- Material for this exercise:
**********
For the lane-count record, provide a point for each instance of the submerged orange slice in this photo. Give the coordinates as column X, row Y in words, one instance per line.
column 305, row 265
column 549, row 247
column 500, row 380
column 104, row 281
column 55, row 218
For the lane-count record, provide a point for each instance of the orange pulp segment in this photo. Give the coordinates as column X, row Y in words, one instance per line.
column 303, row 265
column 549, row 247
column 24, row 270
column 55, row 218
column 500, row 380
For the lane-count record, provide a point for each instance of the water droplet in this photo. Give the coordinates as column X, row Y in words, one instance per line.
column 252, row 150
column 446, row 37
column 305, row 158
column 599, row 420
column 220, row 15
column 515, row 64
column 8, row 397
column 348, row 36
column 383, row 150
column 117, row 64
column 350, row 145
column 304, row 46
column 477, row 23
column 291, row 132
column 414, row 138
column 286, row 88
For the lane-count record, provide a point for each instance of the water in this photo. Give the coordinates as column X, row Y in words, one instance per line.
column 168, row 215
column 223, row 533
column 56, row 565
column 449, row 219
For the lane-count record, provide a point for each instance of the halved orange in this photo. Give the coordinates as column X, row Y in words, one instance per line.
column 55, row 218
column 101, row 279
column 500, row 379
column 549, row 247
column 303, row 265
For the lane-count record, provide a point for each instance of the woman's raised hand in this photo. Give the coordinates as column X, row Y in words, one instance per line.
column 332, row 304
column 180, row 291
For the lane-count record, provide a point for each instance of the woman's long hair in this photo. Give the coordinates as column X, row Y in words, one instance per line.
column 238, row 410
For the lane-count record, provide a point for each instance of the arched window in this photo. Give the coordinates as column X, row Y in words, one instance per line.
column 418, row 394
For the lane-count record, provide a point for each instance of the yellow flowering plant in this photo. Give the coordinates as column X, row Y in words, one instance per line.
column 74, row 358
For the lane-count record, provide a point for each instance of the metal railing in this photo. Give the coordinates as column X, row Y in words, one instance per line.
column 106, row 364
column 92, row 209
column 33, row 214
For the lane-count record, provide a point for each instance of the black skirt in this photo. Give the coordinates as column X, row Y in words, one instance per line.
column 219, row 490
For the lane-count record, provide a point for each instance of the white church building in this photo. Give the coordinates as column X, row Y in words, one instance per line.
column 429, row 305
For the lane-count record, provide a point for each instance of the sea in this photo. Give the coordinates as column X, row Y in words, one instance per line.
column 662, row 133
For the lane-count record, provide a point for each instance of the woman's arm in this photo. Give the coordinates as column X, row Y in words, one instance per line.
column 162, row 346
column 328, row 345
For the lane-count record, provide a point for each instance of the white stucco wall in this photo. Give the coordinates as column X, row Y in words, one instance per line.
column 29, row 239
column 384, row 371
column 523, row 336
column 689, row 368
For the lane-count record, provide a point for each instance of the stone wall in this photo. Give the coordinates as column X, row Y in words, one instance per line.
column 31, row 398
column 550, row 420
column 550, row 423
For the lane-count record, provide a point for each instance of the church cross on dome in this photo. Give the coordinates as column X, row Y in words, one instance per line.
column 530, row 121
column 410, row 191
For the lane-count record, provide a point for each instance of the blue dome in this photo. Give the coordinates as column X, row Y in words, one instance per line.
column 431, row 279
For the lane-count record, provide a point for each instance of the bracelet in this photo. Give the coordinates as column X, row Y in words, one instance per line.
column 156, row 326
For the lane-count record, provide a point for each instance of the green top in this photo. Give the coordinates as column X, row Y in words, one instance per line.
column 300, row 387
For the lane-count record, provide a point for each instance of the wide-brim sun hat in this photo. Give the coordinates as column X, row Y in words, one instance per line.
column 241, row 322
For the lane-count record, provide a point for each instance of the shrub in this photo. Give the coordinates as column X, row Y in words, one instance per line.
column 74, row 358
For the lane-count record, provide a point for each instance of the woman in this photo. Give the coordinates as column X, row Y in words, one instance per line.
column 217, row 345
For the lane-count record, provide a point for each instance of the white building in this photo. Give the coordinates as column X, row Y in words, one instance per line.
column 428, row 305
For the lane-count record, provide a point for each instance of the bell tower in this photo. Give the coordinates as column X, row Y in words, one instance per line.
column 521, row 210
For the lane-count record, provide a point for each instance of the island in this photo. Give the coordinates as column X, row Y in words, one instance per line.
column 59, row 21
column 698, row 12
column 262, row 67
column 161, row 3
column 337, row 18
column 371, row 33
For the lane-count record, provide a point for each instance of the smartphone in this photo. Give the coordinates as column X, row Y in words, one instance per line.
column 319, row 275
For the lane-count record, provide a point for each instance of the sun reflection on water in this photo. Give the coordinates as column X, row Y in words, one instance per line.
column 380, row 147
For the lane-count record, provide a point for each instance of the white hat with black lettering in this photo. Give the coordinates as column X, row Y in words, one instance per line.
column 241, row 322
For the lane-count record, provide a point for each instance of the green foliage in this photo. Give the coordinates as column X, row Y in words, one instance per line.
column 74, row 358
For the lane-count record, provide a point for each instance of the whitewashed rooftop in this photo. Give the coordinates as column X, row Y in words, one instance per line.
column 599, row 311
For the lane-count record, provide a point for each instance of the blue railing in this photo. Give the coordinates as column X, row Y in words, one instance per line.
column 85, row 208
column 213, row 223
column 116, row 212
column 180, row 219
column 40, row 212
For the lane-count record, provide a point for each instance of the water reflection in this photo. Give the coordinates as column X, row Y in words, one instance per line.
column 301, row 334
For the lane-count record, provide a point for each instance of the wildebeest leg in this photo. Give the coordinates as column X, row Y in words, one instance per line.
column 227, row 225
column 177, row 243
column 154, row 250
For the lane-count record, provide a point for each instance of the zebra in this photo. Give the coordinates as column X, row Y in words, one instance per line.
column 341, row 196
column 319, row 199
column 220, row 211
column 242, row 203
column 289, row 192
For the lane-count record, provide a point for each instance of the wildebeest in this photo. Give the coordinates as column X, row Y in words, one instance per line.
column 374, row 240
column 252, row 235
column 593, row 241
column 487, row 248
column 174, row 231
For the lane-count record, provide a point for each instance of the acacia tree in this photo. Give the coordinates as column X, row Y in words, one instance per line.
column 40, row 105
**********
- Assignment: Please repeat every record above word for word.

- Result of the exercise:
For the lane-count record, provide a point for each instance of the submerged orange slice in this photo. Give the coordinates as column X, row Y in words, one instance per line.
column 305, row 265
column 549, row 247
column 500, row 380
column 104, row 281
column 55, row 218
For the lane-count record, provide a point for each instance of the orange pulp segment in this photo. Give the coordinates as column X, row Y in words, one instance per line.
column 303, row 265
column 549, row 247
column 24, row 270
column 55, row 218
column 500, row 380
For the lane-count record, provide a point for each instance of the water droplet in this photo. Give the coordinates as column X, row Y in words, one instance per line.
column 252, row 150
column 446, row 37
column 305, row 158
column 599, row 420
column 220, row 15
column 515, row 64
column 8, row 397
column 348, row 36
column 383, row 150
column 117, row 64
column 350, row 145
column 304, row 46
column 477, row 23
column 291, row 132
column 414, row 138
column 286, row 88
For the lane-count record, provide a point for each instance of the water in this photo. Give the coordinates as column X, row Y in words, one instance per line.
column 168, row 215
column 223, row 533
column 56, row 565
column 449, row 219
For the lane-count record, provide a point for each instance of the halved orange in this photo. Give the coordinates as column X, row Y in words, one instance per line.
column 55, row 218
column 101, row 279
column 500, row 379
column 549, row 247
column 303, row 265
For the lane-count record, provide a point for each instance of the woman's raised hand in this photo. Give the coordinates as column X, row Y in words, one instance per line.
column 332, row 304
column 180, row 291
For the lane-count record, provide a point for each instance of the woman's long hair in this photo. Give the coordinates as column X, row Y in words, one instance per line.
column 238, row 410
For the lane-count record, provide a point for each instance of the arched window in this photo. Give the coordinates as column X, row Y in words, one instance per line.
column 418, row 394
For the lane-count record, provide a point for each instance of the yellow flowering plant in this photo. Give the coordinates as column X, row Y in words, one instance per line.
column 74, row 358
For the lane-count record, provide a point for each instance of the metal railing in this photo. Give the coordinates as column X, row Y in words, one instance per line.
column 106, row 364
column 92, row 209
column 33, row 214
For the lane-count record, provide a point for each instance of the black skirt in this photo. Give the coordinates as column X, row Y in words, one instance per line.
column 219, row 490
For the lane-count record, provide a point for each instance of the white church building in this photo. Give the coordinates as column X, row Y in words, one instance per line.
column 429, row 305
For the lane-count record, provide a point for each instance of the sea in this photo. Give the coordinates as column X, row Y in words, one instance per line.
column 662, row 133
For the lane-count record, provide a point for each instance of the woman's arm in this photo. Give the coordinates as column X, row Y in words, one instance per line.
column 162, row 346
column 328, row 345
For the lane-count record, provide a point for each instance of the white stucco wall in this photo. Give the coordinates as column X, row Y in words, one instance per line.
column 29, row 239
column 384, row 371
column 523, row 336
column 689, row 368
For the lane-count record, provide a point for each instance of the stone wall in this photo. Give the coordinates as column X, row Y in words, one instance per line.
column 31, row 398
column 550, row 420
column 550, row 423
For the lane-count record, provide a point for each instance of the church cross on dome in this photo. Give the coordinates as column X, row Y in words, one instance per line.
column 530, row 121
column 410, row 191
For the lane-count record, provide a point for each instance of the blue dome in this photo. Give the coordinates as column X, row Y in words, one instance per line.
column 431, row 279
For the lane-count record, provide a point for each instance of the bracelet in this photo. Give the coordinates as column X, row Y in words, one instance per line.
column 156, row 326
For the lane-count record, provide a point for each instance of the green top in this photo. Give the coordinates as column X, row Y in words, one instance per line.
column 300, row 387
For the lane-count record, provide a point for each instance of the wide-brim sun hat in this photo. Give the coordinates as column X, row Y in words, one instance per line.
column 241, row 322
For the lane-count record, provide a point for each instance of the shrub in this photo. Give the coordinates as column X, row Y in words, one instance per line.
column 74, row 358
For the lane-count record, provide a point for each instance of the woman in this photo. Give the coordinates as column X, row Y in words, one instance per line.
column 217, row 345
For the lane-count record, provide a point for each instance of the white building in this photo. Give the coordinates as column X, row Y in words, one instance per line.
column 428, row 305
For the lane-count record, provide a point for each instance of the bell tower in this photo. Give the coordinates as column X, row Y in words, one instance per line.
column 521, row 210
For the lane-count record, provide a point for each instance of the island in this photo. Give the coordinates as column X, row Y in words, one instance per line.
column 59, row 21
column 698, row 12
column 262, row 67
column 161, row 3
column 337, row 18
column 371, row 33
For the lane-count record, provide a point for each instance of the smartphone in this photo. Give the coordinates as column X, row Y in words, one instance per line.
column 319, row 275
For the lane-count record, provide a point for each instance of the sun reflection on water in this photo. Give the coordinates as column X, row Y in words, one instance per line.
column 380, row 147
For the lane-count record, provide a point for each instance of the white hat with black lettering in this photo. Give the coordinates as column X, row Y in words, one instance per line.
column 241, row 322
For the lane-count record, provide a point for each instance of the green foliage in this photo. Give the coordinates as column X, row Y in words, one instance per line.
column 74, row 358
For the lane-count record, provide a point for each instance of the whitewashed rooftop in this photo. Give the coordinates as column X, row Y in words, one instance per line.
column 599, row 311
For the lane-count record, provide a point for each instance of the blue railing in this photo. Give the coordinates as column X, row Y in words, one instance per line.
column 85, row 208
column 213, row 223
column 116, row 212
column 180, row 219
column 40, row 212
For the lane-count record, provide a point for each instance of the water reflection in this photo. Give the coordinates as column X, row Y in words, one instance per line.
column 301, row 334
For the lane-count record, provide a point for each instance of the wildebeest leg in this photo. Give the coordinates as column X, row Y in words, one instance per line.
column 227, row 225
column 177, row 243
column 154, row 250
For the lane-count record, provide a point for each instance of the zebra in this photo. Give the coordinates as column X, row Y in words, one instance per line.
column 341, row 196
column 319, row 199
column 220, row 211
column 242, row 203
column 289, row 192
For the lane-count record, provide a point for each instance of the wildebeest in this photo. Give the coordinates as column X, row Y in words, one instance per line.
column 374, row 240
column 252, row 235
column 593, row 241
column 487, row 248
column 174, row 231
For the lane-count record, provide a point for each instance of the acacia tree in this photo. Give the coordinates as column X, row Y in words, one instance per line.
column 40, row 105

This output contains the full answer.